======== 原文 ========
每一项服务必须在/init.rc中定义.Android系统启动时,init守护进程将解析init.rc和启动属性服务,属性“ ctl.start ”和“ ctl.stop ”是用来启动和停止服务的。一旦收到设置“ ctrl.start ”属性的请求,属性服务将使用该属性值作为服务名找到该服务,启动该服务。这项服务的启动结果将会放入“ init.svc.<服务名>“属性中 。客户端应用程序可以轮询那个属性值,以确定结果。

基本常用代码写法:

static const char DAEMON_NAME[] = "dhcpcd";

static const char DAEMON_PROP_NAME[] = "init.svc.dhcpcd";

int dhcp_stop(const char *interface)

{

char result_prop_name[PROPERTY_KEY_MAX];

const char *ctrl_prop = "ctl.stop";

const char *desired_status = "stopped";

...
======== 所给材料 ========
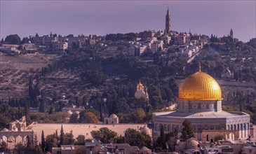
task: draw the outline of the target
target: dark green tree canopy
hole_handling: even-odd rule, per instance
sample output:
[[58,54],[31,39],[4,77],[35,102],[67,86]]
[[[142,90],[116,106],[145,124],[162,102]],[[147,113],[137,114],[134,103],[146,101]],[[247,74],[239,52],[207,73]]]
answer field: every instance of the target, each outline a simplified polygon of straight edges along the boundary
[[188,139],[190,139],[191,137],[195,137],[195,135],[194,134],[193,132],[193,126],[192,124],[190,122],[190,121],[187,119],[185,119],[185,120],[182,122],[182,139],[184,140],[187,140]]

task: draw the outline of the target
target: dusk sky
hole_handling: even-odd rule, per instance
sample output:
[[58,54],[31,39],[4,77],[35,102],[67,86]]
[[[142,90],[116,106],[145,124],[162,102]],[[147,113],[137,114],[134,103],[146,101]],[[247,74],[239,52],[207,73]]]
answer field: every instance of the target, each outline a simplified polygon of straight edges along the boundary
[[256,37],[256,1],[0,0],[0,38],[53,34],[106,35],[163,30],[167,7],[178,32]]

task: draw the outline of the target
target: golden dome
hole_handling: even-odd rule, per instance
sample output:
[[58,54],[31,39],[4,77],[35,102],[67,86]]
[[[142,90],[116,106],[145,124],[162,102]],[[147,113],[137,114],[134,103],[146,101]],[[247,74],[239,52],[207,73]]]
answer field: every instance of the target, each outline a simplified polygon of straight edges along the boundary
[[[200,70],[200,69],[199,69]],[[180,87],[180,101],[221,100],[222,90],[217,81],[201,70],[189,76]]]

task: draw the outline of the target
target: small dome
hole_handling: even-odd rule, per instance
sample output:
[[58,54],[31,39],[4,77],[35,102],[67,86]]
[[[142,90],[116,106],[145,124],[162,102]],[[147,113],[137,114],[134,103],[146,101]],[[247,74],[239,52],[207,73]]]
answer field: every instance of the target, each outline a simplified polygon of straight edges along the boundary
[[187,141],[187,148],[196,150],[198,144],[199,143],[195,139],[190,139]]
[[112,114],[110,115],[110,116],[109,117],[109,118],[117,118],[117,115],[115,114]]
[[7,128],[4,128],[1,131],[3,131],[3,132],[9,132],[9,130]]
[[219,84],[212,76],[201,71],[189,76],[179,89],[180,101],[221,99],[222,90]]
[[147,126],[144,126],[140,129],[140,132],[144,132],[146,134],[148,134],[149,136],[151,136],[152,134],[151,132],[151,130]]
[[69,113],[69,115],[73,114],[73,113],[71,111],[71,110],[69,110],[69,111],[67,111],[67,113]]

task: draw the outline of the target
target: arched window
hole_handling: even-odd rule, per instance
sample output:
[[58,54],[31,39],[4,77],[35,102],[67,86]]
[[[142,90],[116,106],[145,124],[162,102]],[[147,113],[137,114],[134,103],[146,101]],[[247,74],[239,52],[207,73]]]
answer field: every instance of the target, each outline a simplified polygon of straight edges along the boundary
[[156,123],[156,128],[155,128],[155,130],[159,130],[159,125]]
[[170,126],[170,125],[168,125],[168,132],[170,131],[170,129],[171,129],[171,126]]

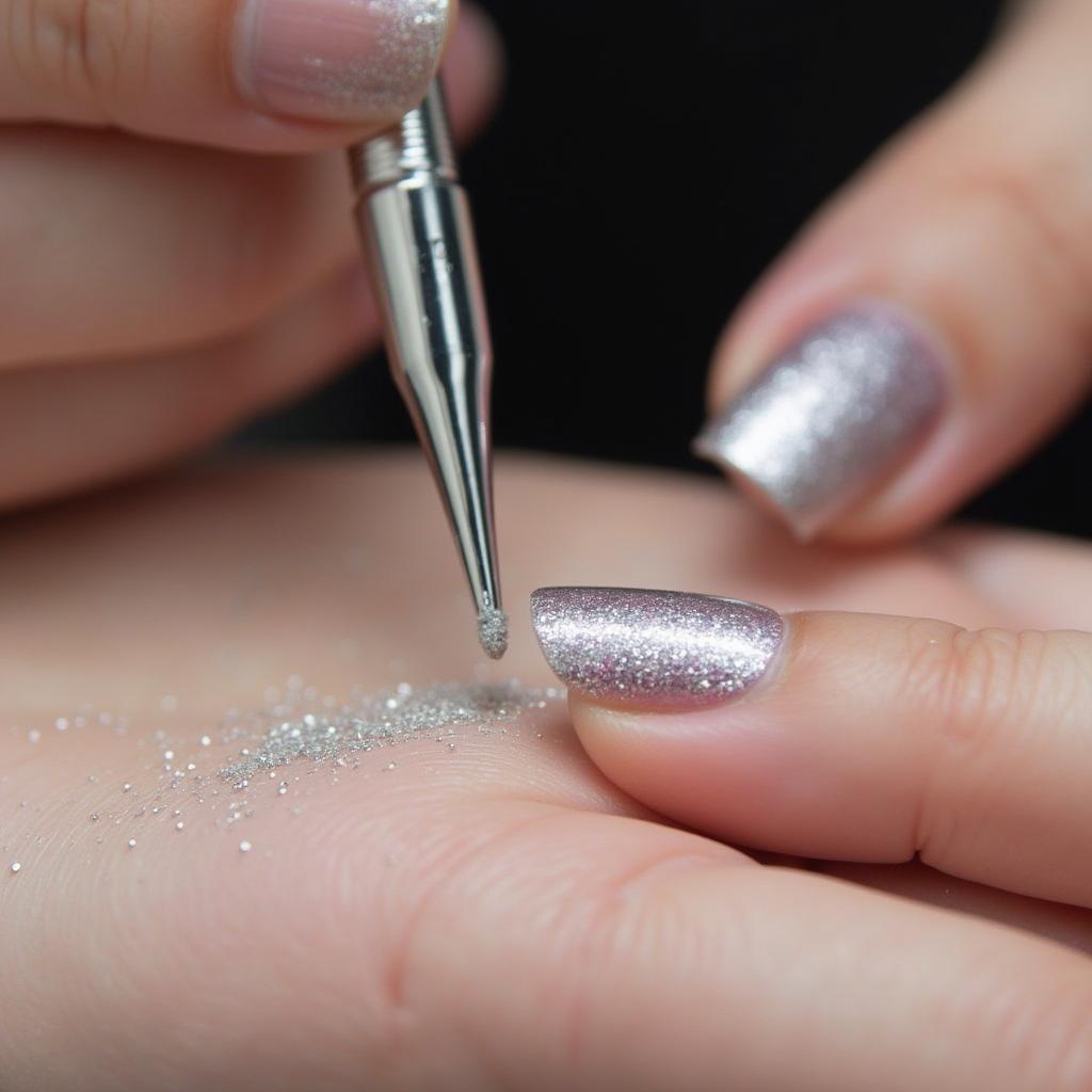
========
▶ [待办事项]
(1) 根据原文，判断下列说法是否与之相符，逐条回答"是"或"否"，并原样引用原文中起决定作用的字句：(a) 每一项服务都必须在/init.rc中定义；(b) 服务的启动结果会放入"ctl.start"属性中；(c) 客户端应用程序可以通过轮询属性值来确定结果。
(2) 接着关于Android服务启动与停止的原文写下去，给出其后续内容。

▶ [参考答案]
(1)
(a) 是："每一项服务必须在/init.rc中定义"
(b) 否："这项服务的启动结果将会放入“ init.svc.<服务名>“属性中"
(c) 是："客户端应用程序可以轮询那个属性值,以确定结果"

(2)
/* Stop the daemon and wait until it's reported to be stopped */

property_set(ctrl_prop, DAEMON_NAME);

if (wait_for_property(DAEMON_PROP_NAME, desired_status, 5) < 0) {

return -1;

}

}

这里对于 wait_for_property 的状态信息说明一下:

请注意执行 service_start 函数最后会执行如下语句:

void service_start(struct service *svc, const char *dynamic_args)

{

...

notify_service_state(svc->name, "running");

}

static void notify_service_state(const char *name, const char *state)

{

char pname[PROP_NAME_MAX];

int len = strlen(name);

if ((len + 10) > PROP_NAME_MAX)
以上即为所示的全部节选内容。